Rows from a pointing dataset:
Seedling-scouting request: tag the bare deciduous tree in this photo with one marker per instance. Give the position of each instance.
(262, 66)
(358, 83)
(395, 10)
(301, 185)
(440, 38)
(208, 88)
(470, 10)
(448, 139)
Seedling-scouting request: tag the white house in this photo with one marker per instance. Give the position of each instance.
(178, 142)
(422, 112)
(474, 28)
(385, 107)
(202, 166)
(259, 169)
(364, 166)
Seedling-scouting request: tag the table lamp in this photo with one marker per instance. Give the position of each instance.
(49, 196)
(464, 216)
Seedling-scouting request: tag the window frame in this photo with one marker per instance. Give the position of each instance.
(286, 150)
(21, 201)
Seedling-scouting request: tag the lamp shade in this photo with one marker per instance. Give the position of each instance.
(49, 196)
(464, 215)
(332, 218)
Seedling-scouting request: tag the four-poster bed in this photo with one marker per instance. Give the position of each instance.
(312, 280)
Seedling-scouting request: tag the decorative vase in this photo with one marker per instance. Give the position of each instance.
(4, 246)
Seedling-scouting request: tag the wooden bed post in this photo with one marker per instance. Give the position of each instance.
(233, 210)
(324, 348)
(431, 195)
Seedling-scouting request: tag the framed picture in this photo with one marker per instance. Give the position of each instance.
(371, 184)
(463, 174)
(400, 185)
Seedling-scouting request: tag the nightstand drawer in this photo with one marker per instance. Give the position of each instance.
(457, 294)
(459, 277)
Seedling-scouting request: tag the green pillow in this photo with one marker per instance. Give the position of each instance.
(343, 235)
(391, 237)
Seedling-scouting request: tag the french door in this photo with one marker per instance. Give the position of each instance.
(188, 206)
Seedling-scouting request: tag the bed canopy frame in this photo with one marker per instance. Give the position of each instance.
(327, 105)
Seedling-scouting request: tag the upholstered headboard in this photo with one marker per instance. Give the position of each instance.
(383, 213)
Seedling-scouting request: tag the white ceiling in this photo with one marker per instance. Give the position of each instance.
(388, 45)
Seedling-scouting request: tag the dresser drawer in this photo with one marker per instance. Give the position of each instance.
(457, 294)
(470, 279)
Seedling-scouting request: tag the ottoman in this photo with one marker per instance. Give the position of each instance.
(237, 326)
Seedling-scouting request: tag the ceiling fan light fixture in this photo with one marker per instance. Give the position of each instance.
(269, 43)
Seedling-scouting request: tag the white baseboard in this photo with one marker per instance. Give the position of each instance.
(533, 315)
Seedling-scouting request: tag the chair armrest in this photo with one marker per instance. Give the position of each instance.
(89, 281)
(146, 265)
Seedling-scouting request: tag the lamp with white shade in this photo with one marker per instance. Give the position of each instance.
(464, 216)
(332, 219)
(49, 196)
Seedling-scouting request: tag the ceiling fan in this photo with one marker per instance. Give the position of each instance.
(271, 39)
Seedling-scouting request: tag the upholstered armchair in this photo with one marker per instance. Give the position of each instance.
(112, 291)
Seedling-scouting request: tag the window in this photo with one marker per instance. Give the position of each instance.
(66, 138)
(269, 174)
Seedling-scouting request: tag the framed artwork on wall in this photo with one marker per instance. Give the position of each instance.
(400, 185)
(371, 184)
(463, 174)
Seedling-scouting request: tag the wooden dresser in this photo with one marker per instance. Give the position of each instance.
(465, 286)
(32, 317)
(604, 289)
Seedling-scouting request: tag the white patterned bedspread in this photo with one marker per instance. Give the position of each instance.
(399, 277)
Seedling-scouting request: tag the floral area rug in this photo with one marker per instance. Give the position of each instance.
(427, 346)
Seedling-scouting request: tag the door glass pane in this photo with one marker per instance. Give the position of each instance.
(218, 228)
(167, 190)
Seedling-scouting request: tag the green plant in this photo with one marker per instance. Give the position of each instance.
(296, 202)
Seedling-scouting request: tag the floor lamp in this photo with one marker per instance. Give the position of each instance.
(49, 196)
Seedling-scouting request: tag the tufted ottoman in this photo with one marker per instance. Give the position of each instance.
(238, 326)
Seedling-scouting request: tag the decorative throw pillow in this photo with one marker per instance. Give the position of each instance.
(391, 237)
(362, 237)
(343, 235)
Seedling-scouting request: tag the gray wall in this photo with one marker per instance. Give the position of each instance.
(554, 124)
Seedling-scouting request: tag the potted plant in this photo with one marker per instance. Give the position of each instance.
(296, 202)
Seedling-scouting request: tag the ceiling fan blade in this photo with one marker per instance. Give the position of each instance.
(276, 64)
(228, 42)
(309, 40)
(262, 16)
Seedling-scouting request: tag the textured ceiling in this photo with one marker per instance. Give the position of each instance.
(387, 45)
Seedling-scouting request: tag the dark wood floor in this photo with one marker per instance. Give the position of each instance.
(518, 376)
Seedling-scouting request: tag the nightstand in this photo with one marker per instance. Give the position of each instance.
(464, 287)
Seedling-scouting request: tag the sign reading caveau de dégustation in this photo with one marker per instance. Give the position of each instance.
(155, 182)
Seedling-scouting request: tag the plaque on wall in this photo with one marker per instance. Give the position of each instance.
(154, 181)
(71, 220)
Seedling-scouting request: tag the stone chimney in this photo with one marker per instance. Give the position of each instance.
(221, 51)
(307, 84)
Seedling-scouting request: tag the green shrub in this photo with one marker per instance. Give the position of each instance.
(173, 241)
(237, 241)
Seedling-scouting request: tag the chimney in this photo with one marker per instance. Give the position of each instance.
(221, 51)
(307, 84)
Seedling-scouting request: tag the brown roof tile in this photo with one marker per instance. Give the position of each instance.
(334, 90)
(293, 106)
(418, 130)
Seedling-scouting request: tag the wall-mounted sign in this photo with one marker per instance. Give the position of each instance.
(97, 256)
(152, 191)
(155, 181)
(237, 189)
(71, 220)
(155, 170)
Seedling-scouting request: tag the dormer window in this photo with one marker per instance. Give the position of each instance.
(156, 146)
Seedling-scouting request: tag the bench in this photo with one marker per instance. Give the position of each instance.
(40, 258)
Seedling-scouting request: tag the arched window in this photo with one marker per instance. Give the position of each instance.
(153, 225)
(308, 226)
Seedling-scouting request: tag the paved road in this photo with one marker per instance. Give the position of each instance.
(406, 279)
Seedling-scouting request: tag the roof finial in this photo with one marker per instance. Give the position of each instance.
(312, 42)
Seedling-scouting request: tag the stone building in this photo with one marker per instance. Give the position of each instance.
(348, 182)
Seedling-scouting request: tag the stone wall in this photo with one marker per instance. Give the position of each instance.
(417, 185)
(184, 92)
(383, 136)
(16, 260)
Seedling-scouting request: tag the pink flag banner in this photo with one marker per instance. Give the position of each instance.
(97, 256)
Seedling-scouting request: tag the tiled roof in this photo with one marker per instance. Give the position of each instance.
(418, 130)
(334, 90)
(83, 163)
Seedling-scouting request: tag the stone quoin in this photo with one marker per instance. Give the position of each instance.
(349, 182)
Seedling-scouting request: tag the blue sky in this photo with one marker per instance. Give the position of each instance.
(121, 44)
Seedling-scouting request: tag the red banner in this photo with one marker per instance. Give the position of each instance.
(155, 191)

AIM:
Turn every line of the records above into a numbered list, skipping any blank lines.

EXERCISE OUTPUT:
1. Seedling-scouting request: tag the bare deciduous tree in this photo with one marker per instance. Give the position of each instance.
2. (262, 66)
3. (358, 83)
4. (395, 10)
5. (301, 185)
6. (440, 38)
7. (208, 88)
8. (470, 10)
9. (448, 139)
10. Seedling-scouting request: tag the white house in this photo with one marker per instance. Give the position of each instance.
11. (178, 142)
12. (422, 112)
13. (474, 28)
14. (385, 107)
15. (202, 166)
16. (259, 169)
17. (364, 166)
18. Seedling-scouting request: tag the table lamp in this photo with one marker per instance. Give the position of each instance.
19. (49, 196)
20. (464, 216)
21. Seedling-scouting request: tag the window frame in this photo with one marker per instance. Give the position of each instance.
22. (286, 150)
23. (21, 201)
24. Seedling-scouting request: tag the lamp shade in this photo with one marker per instance. Give the position of each instance.
25. (49, 196)
26. (464, 215)
27. (332, 218)
28. Seedling-scouting request: tag the four-poster bed in this photo with one marker per instance. Give the position of each instance.
29. (312, 280)
30. Seedling-scouting request: tag the decorative vase in this photo with one marker per instance. Give the position of each instance.
31. (4, 246)
32. Seedling-scouting request: tag the wooden bed post in this photo with one marker per instance. Give the position of each instance.
33. (233, 210)
34. (324, 348)
35. (431, 195)
36. Seedling-scouting request: tag the framed picture in this photo with one marker per instance. Give the position of each instance.
37. (371, 184)
38. (463, 174)
39. (400, 185)
40. Seedling-scouting request: tag the nightstand drawer in this photo with one marker per instance. Give the position of each instance.
41. (457, 294)
42. (459, 277)
43. Seedling-scouting request: tag the green pillow in this photo with one marker per instance. Give the position of each instance.
44. (343, 235)
45. (391, 237)
46. Seedling-scouting request: tag the french door in this photo with one marker per instance. Give the position of each instance.
47. (188, 206)
48. Seedling-scouting request: tag the bed canopy frame in this photo with one marker per instance. Give the position of each instance.
49. (327, 105)
50. Seedling-scouting request: tag the upholstered headboard in this photo with one marker per instance. Give the position of each instance.
51. (383, 213)
52. Seedling-scouting request: tag the white ceiling in this photo with one marker per instance. Give the position of each instance.
53. (388, 45)
54. Seedling-scouting request: tag the dresser drawer in this photo with one marker per instance. Give the position of each instance.
55. (457, 294)
56. (470, 279)
57. Seedling-scouting request: tag the ottoman in this photo with one marker per instance. Give the position of each instance.
58. (237, 326)
59. Seedling-scouting request: tag the ceiling fan light fixture in this photo with one marker per instance. Give the position of each instance.
60. (269, 43)
61. Seedling-scouting request: tag the white baseboard in this photo with one marker per instance. Give the position of each instance.
62. (533, 315)
63. Seedling-scouting request: tag the chair armrest in this photo with one marker per instance. Give the position of each instance.
64. (89, 281)
65. (146, 265)
66. Seedling-scouting request: tag the lamp with white shade in this photo with one marker per instance. Give the position of each instance.
67. (464, 216)
68. (332, 219)
69. (49, 196)
70. Seedling-scouting request: tag the ceiling fan in this photo with one marker per instance. Give the position of each instance.
71. (271, 39)
72. Seedling-scouting request: tag the upholstered armchair in this photo with one marker per instance. Give the position of each instance.
73. (112, 291)
74. Seedling-scouting request: tag the window in this photo with one marker per instance. Give the position of each instance.
75. (66, 138)
76. (269, 174)
77. Seedling-scouting request: tag the framed artwork on wall in this photo with one marker per instance. Give the position of each instance.
78. (400, 185)
79. (371, 184)
80. (463, 174)
81. Seedling-scouting request: tag the wooden dresser in this photo with one marker per instance. Give the position of each instance.
82. (465, 286)
83. (32, 317)
84. (604, 289)
85. Seedling-scouting request: tag the white patterned bedspread in this photo with one marker per instance. Give the position of each instance.
86. (399, 277)
87. Seedling-scouting request: tag the floral area rug in this photo with one marker per instance. Give the position of each instance.
88. (427, 346)
89. Seedling-scouting request: tag the door glass pane in this photo with one marker per instance. Give the position of each instance.
90. (218, 228)
91. (167, 190)
92. Seedling-scouting request: tag the green plant in this photo with one marker per instance. Give the position of each instance.
93. (296, 202)
94. Seedling-scouting request: tag the floor lamp in this photo with one marker per instance. Give the position of each instance.
95. (49, 196)
96. Seedling-scouting request: tag the tufted ottoman in this photo with one marker per instance. Give the position of each instance.
97. (238, 326)
98. Seedling-scouting request: tag the decorative throw pillow in this photo with one marker per instance. Give the position of each instance.
99. (391, 237)
100. (362, 237)
101. (343, 235)
102. Seedling-scouting request: tag the gray wall in this photo with one marker per instance. Give the position of each instance.
103. (554, 124)
104. Seedling-scouting request: tag the potted plant in this photo with one marker per instance. Give the position of each instance.
105. (296, 202)
106. Seedling-scouting request: tag the ceiling fan blade in this photo with one marker per instance. Give the position of each instance.
107. (276, 64)
108. (228, 42)
109. (309, 40)
110. (262, 16)
111. Seedling-scouting request: tag the textured ceiling in this photo with one marker per instance. Give the position of each instance.
112. (387, 45)
113. Seedling-scouting request: tag the dark wood floor in this photo with one marker per instance. Give the position of each instance.
114. (518, 376)
115. Seedling-scouting request: tag the nightstand in this photo with one marker per instance. Give the position of each instance.
116. (464, 287)
117. Seedling-scouting request: tag the sign reading caveau de dégustation in this photo with one marker per instance. Give the position of each instance.
118. (155, 182)
119. Seedling-scouting request: tag the plaque on wall in this photo with one marker per instance. Give the position of each instance.
120. (154, 181)
121. (71, 220)
122. Seedling-scouting request: tag the stone chimney in this photo with one marker per instance. Give the position of each instance.
123. (221, 51)
124. (307, 84)
125. Seedling-scouting request: tag the green shrub in this photo with one marker per instance. Give the position of each instance.
126. (173, 241)
127. (237, 241)
128. Seedling-scouting request: tag the chimney in this photo with one marker per instance. Give the position of each instance.
129. (221, 51)
130. (307, 84)
131. Seedling-scouting request: tag the brown roof tile in this photo with one marker per instance. Give the position of each instance.
132. (334, 90)
133. (293, 106)
134. (418, 130)
135. Seedling-scouting request: tag the wall-mounted sign in this photo with one marker per instance. Give the position of each instance.
136. (97, 256)
137. (152, 191)
138. (155, 181)
139. (237, 189)
140. (71, 220)
141. (155, 170)
142. Seedling-scouting request: tag the dormer window in this photo with one marker per instance. Give the position of each instance.
143. (156, 146)
144. Seedling-scouting request: tag the bench in this photo with one marker per instance. Give the position of each instance.
145. (40, 258)
146. Seedling-scouting request: tag the arched window in this photo with one marker per instance. Give the position of each instance.
147. (153, 225)
148. (308, 226)
149. Seedling-scouting request: tag the paved road in this photo with one marker per instance. Give the position of each instance.
150. (406, 279)
151. Seedling-scouting request: tag the roof finial in this photo with one marker per instance. Give the position of each instance.
152. (312, 42)
153. Seedling-scouting request: tag the stone building in this photo with one marker per instance. Give the position of each instance.
154. (348, 182)
155. Seedling-scouting request: tag the stone wall in this photo with one marker per instance. Give the position of each instance.
156. (417, 185)
157. (184, 92)
158. (383, 136)
159. (16, 260)
160. Seedling-scouting request: tag the pink flag banner in this photo with one marker per instance. Give the position of each instance.
161. (97, 256)
162. Seedling-scouting request: tag the tiled roof in this photo with one marker per instance. Give the position of each instance.
163. (418, 130)
164. (334, 90)
165. (83, 163)
166. Seedling-scouting request: tag the stone quoin in this photo with one marker per instance. Give the position of each instance.
167. (349, 182)
168. Seedling-scouting request: tag the blue sky in this photo with one marker per instance. Give the position of each instance.
169. (121, 44)
170. Seedling-scouting request: tag the red banner in this photo with one marker per instance. Give the position of each instance.
171. (155, 191)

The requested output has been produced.